[Your task]
Once you know how many lines below hold "tire", reply with that number and add nothing.

◆ ◆ ◆ ◆

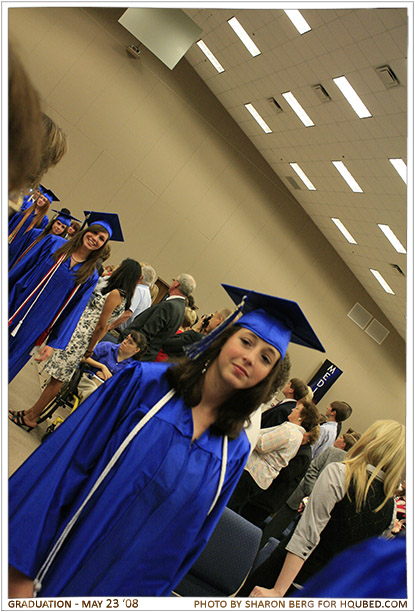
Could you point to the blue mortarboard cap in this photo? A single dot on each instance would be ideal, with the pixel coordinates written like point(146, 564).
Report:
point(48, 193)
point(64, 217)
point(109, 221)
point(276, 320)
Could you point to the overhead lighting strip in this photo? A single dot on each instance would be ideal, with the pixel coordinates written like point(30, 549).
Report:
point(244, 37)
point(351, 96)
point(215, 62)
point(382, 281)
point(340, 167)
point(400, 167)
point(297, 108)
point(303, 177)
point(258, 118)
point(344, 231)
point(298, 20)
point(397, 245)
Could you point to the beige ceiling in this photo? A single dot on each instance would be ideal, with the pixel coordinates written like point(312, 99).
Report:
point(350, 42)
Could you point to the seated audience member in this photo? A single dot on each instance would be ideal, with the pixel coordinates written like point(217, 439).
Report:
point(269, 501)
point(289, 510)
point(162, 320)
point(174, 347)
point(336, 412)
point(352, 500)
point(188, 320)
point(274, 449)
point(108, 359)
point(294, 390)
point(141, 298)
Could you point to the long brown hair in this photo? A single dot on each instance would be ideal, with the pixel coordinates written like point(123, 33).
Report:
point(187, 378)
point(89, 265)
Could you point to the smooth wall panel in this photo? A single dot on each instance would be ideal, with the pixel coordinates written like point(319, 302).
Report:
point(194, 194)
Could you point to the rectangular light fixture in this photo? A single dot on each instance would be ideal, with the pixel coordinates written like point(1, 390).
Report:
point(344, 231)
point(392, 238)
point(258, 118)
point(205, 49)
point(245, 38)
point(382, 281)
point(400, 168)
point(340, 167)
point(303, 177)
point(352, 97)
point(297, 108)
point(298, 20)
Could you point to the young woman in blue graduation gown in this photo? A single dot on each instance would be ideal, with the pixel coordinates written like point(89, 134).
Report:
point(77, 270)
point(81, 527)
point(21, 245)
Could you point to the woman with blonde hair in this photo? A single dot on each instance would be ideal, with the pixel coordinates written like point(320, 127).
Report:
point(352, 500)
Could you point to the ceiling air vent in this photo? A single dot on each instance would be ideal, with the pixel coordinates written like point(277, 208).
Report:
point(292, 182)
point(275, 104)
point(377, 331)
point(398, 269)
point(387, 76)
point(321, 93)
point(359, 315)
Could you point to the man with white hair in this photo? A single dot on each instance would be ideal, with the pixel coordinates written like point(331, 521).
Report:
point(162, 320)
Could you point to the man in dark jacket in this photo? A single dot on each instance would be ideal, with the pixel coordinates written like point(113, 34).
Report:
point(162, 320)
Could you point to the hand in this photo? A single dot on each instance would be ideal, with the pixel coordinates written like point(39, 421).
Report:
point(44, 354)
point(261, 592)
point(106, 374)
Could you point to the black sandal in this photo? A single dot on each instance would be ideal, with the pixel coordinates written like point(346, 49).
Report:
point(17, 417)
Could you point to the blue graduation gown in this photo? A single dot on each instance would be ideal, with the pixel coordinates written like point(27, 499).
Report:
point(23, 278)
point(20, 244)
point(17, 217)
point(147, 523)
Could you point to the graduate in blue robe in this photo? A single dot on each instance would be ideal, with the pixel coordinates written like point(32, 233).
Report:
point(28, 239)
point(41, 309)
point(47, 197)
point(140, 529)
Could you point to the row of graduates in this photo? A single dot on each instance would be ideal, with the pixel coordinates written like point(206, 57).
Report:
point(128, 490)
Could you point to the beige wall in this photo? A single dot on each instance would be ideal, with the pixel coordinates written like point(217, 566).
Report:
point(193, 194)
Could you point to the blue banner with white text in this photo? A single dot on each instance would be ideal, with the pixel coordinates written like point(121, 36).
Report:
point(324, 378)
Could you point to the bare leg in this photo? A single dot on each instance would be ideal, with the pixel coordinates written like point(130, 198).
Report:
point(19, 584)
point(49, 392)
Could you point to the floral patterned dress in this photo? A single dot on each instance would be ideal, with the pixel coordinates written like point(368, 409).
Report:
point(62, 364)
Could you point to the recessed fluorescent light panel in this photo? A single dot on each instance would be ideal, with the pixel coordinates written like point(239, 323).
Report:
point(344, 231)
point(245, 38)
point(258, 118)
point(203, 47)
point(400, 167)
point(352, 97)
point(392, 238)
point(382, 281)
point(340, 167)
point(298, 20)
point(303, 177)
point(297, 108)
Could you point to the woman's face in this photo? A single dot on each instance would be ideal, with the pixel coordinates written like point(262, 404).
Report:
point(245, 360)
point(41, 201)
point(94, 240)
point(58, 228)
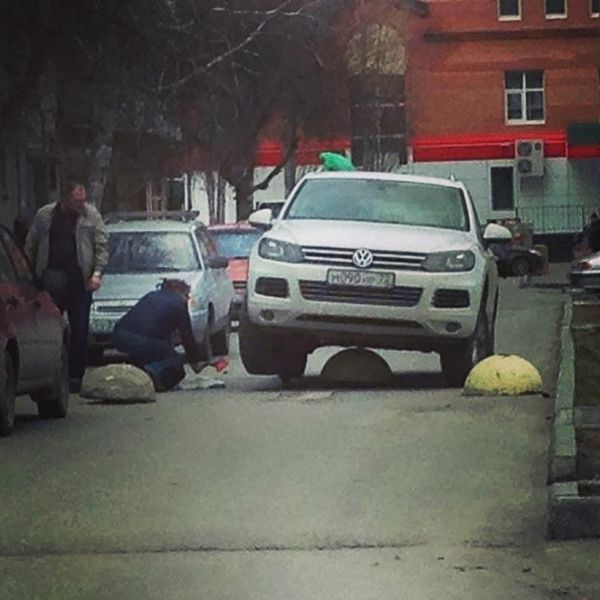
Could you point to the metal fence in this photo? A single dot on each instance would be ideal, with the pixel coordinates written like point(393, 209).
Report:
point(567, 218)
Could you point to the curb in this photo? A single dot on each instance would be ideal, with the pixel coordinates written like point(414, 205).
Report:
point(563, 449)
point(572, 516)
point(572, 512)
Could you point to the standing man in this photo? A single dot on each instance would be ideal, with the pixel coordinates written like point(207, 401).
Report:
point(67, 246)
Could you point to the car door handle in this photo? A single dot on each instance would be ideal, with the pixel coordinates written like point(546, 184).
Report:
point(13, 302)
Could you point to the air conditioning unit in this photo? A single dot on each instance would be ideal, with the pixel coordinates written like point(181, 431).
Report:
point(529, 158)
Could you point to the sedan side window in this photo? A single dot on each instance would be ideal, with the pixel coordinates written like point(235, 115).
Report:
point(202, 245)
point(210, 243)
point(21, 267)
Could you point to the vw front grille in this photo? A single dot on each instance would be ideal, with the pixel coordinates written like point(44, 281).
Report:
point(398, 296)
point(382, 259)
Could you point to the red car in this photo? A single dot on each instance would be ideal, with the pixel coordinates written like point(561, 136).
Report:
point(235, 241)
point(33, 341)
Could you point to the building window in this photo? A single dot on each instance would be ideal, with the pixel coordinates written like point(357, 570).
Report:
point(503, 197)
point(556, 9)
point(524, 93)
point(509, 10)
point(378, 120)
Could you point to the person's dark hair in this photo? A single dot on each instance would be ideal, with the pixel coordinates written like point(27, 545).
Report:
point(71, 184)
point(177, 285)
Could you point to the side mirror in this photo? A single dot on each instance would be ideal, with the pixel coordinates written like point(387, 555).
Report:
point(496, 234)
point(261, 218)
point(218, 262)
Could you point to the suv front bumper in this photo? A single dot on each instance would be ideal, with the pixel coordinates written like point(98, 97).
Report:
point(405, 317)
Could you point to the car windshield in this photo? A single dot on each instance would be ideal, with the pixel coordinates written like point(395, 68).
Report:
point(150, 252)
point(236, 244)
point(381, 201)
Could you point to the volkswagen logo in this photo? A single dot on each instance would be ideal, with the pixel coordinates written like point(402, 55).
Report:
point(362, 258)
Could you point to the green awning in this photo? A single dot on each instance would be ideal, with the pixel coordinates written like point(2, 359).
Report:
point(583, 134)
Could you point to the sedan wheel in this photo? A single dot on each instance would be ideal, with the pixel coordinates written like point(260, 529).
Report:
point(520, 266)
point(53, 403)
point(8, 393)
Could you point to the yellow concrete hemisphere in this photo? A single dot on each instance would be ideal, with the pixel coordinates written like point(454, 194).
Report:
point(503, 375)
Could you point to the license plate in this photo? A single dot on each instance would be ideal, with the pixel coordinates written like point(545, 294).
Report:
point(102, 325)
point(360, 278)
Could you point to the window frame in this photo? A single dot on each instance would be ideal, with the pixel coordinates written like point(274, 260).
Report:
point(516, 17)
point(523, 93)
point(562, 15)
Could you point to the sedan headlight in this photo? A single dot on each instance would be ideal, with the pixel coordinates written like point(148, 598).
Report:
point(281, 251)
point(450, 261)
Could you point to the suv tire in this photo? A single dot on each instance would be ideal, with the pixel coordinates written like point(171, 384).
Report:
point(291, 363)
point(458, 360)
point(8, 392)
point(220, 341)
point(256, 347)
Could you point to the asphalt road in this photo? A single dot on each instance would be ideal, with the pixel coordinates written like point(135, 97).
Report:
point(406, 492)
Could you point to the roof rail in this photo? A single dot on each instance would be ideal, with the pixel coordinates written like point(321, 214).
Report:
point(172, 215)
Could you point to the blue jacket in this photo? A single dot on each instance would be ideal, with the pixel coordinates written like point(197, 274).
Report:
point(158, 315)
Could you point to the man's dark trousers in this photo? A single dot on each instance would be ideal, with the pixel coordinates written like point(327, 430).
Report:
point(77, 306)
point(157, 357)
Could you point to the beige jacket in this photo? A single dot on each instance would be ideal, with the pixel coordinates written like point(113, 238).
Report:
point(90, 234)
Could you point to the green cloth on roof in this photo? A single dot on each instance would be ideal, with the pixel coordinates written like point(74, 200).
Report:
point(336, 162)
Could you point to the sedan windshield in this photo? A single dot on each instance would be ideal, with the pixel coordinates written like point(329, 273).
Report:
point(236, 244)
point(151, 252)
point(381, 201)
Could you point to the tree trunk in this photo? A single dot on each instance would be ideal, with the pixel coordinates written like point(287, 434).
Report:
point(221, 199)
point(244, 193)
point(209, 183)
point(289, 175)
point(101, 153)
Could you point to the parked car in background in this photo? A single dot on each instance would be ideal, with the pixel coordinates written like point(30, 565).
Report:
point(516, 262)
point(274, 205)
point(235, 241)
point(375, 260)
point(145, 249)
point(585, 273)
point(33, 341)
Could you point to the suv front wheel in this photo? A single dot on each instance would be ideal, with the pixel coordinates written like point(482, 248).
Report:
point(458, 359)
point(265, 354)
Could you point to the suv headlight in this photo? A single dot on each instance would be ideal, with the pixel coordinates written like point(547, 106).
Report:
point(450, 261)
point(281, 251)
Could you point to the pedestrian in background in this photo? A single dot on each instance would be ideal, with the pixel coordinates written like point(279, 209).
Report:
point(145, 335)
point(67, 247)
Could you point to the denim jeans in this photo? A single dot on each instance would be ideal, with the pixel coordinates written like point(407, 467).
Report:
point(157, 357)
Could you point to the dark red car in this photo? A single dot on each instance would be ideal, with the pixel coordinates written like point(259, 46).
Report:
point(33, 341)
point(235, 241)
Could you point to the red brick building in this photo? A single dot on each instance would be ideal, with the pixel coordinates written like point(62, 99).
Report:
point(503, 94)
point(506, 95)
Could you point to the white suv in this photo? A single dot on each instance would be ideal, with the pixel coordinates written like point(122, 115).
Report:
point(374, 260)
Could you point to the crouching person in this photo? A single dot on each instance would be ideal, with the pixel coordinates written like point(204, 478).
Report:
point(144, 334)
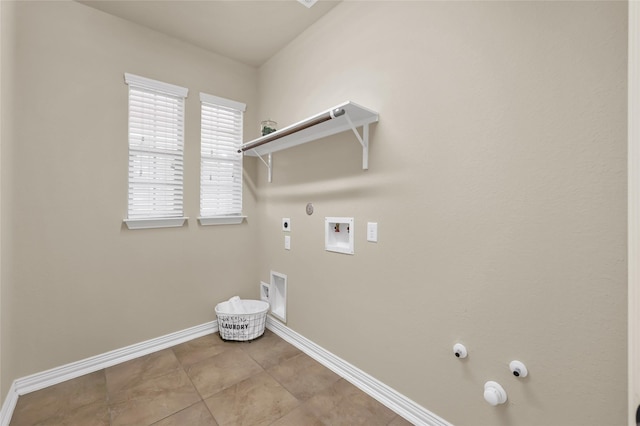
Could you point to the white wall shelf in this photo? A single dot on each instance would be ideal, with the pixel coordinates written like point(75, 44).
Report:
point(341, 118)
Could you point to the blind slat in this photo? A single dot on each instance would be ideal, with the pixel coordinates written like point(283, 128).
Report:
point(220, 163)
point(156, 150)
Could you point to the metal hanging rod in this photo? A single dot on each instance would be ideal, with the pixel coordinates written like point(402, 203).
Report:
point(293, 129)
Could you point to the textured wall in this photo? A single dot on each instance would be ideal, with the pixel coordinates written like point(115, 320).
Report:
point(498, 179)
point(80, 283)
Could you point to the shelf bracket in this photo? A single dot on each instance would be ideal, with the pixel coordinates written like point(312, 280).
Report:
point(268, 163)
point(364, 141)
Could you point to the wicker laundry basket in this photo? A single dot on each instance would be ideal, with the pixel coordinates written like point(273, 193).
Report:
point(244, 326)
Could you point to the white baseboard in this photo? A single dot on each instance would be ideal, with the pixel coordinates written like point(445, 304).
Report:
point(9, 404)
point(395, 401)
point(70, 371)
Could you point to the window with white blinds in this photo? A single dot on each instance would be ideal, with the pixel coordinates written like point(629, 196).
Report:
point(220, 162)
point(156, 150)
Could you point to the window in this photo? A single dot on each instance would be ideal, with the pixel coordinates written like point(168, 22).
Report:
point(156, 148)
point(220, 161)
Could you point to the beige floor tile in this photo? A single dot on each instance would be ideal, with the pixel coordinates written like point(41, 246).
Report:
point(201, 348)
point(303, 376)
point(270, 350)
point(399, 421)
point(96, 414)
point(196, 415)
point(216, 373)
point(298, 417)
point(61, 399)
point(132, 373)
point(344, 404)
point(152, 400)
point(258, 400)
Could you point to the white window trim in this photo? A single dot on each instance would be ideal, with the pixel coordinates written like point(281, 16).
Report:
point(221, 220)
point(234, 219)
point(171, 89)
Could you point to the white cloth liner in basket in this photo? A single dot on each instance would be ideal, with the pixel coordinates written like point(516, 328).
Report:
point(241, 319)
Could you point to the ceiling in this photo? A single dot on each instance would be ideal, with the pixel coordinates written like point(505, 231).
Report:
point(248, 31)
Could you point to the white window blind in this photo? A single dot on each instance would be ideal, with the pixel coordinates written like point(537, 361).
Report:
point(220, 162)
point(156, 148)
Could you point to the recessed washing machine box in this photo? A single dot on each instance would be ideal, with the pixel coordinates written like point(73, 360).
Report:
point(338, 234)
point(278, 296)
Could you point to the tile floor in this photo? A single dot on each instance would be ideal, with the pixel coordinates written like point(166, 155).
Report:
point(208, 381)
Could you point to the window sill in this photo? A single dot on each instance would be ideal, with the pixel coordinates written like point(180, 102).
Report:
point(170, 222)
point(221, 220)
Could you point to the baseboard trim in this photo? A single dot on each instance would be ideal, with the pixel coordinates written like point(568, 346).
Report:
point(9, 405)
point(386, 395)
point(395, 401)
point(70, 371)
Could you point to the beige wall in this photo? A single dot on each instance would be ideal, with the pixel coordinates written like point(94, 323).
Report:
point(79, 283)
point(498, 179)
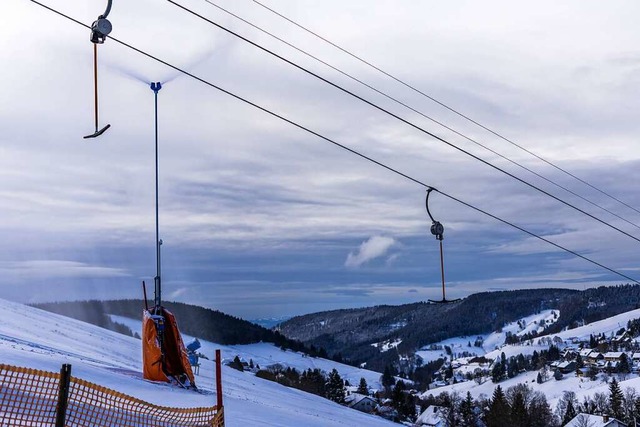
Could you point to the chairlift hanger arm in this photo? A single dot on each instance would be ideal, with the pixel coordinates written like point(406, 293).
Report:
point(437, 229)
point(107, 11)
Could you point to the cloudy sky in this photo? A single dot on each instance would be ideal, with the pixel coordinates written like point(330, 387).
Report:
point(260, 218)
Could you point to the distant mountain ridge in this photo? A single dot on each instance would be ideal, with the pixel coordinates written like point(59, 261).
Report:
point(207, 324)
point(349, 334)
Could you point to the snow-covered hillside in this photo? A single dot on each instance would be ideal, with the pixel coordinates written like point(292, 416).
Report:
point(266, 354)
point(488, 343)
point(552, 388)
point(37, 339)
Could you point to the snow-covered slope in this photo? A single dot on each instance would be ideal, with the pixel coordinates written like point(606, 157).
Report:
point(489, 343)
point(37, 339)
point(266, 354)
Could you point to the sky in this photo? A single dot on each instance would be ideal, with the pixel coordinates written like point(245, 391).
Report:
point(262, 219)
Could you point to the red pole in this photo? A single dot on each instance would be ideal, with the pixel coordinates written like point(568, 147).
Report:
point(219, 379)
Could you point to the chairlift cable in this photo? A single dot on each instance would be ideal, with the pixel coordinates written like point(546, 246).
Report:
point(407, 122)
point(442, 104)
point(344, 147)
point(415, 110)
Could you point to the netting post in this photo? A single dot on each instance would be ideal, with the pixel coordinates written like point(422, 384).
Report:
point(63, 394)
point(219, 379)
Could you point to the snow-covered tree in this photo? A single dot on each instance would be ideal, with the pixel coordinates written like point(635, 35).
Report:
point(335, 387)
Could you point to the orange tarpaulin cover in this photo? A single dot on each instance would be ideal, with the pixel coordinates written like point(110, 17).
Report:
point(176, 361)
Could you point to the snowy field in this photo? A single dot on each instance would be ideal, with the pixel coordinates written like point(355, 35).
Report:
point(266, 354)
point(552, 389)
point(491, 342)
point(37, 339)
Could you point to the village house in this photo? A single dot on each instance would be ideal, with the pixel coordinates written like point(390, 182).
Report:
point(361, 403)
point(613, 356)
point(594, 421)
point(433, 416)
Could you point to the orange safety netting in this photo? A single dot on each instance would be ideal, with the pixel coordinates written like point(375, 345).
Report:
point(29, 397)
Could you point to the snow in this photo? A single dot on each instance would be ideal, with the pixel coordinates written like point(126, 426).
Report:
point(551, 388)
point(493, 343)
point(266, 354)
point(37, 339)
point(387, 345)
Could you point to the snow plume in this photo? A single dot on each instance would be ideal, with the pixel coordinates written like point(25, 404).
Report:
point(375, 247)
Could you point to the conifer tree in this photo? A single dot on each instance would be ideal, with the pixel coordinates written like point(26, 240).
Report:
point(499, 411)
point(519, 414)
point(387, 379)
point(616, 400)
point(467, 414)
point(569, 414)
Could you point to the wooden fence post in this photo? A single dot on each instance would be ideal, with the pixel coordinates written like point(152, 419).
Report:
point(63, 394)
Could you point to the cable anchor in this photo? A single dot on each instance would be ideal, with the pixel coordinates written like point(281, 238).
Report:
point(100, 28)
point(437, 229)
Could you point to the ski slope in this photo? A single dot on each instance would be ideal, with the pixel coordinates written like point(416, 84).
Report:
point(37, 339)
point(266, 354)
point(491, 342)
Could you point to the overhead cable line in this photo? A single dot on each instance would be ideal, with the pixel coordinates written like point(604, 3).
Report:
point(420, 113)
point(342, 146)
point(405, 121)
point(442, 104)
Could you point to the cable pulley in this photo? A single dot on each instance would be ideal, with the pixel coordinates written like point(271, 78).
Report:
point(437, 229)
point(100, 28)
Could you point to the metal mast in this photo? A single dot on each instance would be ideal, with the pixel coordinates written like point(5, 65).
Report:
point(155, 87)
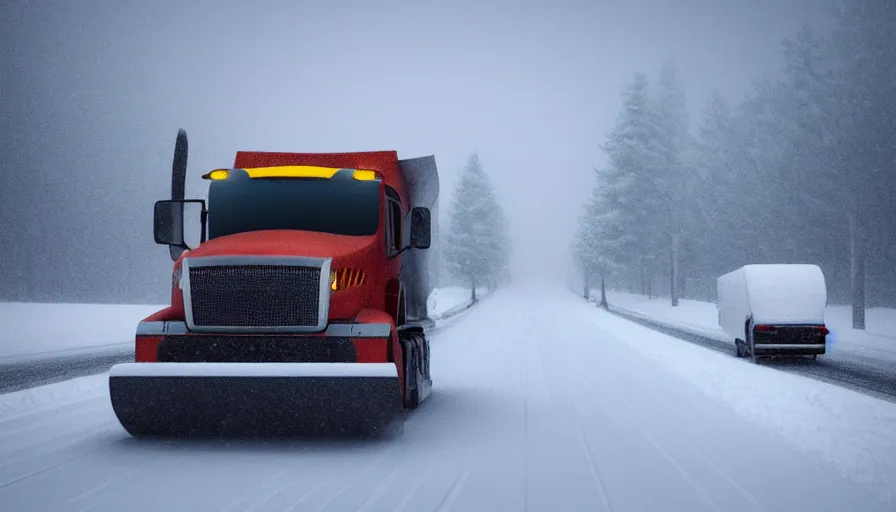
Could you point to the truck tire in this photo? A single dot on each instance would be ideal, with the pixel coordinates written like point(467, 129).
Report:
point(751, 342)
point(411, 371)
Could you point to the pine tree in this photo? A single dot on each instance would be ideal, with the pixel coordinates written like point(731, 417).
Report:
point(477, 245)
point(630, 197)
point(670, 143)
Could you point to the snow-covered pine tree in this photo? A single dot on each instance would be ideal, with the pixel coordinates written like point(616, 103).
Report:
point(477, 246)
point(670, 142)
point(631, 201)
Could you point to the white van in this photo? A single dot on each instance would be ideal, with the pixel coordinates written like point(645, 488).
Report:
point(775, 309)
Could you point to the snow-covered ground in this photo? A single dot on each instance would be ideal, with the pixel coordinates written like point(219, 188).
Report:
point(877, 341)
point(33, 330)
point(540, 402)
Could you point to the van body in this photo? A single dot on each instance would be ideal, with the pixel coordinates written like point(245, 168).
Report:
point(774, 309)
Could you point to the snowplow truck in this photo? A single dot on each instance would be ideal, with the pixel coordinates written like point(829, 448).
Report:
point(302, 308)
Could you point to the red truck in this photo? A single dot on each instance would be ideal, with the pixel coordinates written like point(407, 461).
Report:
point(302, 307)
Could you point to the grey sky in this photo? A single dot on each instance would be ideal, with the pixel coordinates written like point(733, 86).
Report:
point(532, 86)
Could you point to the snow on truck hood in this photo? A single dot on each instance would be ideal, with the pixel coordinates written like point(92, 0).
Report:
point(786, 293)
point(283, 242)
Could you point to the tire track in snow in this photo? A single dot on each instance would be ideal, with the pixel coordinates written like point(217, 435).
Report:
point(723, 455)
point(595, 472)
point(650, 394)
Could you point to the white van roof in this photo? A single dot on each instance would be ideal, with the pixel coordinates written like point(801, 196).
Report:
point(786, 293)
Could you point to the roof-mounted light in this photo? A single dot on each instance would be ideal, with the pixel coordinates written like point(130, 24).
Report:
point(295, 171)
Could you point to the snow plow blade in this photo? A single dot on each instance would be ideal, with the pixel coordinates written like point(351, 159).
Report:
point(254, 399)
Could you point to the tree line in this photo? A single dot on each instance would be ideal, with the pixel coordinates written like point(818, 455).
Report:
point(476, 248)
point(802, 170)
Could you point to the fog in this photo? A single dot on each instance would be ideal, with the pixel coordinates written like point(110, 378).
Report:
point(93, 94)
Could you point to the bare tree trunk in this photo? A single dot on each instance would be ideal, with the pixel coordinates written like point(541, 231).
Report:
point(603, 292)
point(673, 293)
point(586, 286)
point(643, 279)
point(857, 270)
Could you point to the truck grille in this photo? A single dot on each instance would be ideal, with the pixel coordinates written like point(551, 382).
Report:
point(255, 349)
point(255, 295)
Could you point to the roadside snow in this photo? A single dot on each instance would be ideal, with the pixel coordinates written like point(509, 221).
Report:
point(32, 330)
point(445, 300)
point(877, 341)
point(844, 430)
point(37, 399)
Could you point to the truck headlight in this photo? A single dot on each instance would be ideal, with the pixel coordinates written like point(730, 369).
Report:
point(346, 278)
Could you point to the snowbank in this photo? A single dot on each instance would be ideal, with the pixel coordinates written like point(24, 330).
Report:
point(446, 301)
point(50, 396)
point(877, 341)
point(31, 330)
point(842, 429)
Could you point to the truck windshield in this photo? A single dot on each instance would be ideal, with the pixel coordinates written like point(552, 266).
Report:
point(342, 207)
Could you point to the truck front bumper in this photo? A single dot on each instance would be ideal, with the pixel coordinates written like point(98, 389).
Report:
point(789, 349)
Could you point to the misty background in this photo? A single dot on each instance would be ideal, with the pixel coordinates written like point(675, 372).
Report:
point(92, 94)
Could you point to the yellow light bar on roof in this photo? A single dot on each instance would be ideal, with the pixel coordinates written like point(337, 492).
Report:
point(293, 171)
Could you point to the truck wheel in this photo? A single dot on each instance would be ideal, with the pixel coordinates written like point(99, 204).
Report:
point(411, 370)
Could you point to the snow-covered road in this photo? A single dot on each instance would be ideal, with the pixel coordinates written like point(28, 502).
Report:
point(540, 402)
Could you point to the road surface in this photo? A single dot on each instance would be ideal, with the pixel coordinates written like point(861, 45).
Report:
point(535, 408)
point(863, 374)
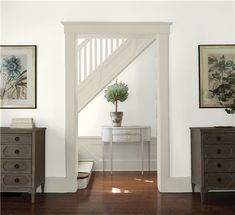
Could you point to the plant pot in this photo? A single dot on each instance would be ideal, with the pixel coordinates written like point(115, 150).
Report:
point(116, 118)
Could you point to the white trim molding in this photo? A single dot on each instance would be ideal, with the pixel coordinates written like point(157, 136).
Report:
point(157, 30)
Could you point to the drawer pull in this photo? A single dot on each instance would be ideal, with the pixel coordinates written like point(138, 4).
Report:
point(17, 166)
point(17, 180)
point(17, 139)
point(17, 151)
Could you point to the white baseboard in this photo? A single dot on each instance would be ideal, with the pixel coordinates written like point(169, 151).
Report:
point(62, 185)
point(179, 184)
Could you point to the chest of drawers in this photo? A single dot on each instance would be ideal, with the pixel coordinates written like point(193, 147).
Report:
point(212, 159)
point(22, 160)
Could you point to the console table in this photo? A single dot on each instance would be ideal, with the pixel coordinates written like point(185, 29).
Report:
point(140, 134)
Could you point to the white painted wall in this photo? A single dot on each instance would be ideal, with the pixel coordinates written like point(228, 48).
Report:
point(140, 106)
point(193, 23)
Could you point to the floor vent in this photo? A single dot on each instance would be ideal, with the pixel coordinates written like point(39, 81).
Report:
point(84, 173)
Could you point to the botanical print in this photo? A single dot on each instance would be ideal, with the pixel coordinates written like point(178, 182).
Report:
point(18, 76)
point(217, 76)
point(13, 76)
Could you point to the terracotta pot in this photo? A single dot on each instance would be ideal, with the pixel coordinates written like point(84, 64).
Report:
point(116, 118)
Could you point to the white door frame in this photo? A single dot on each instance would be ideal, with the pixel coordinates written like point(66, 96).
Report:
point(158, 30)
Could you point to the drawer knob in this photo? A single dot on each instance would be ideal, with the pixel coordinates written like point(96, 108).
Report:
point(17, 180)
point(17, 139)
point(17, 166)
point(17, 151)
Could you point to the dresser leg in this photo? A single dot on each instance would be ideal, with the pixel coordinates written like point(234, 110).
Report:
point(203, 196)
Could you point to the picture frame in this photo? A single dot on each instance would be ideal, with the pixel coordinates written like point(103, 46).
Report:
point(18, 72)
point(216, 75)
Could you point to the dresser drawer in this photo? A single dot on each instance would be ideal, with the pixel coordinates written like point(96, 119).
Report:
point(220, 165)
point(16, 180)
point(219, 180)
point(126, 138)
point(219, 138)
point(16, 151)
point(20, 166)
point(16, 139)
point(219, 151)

◆ ◆ ◆ ◆

[Reply]
3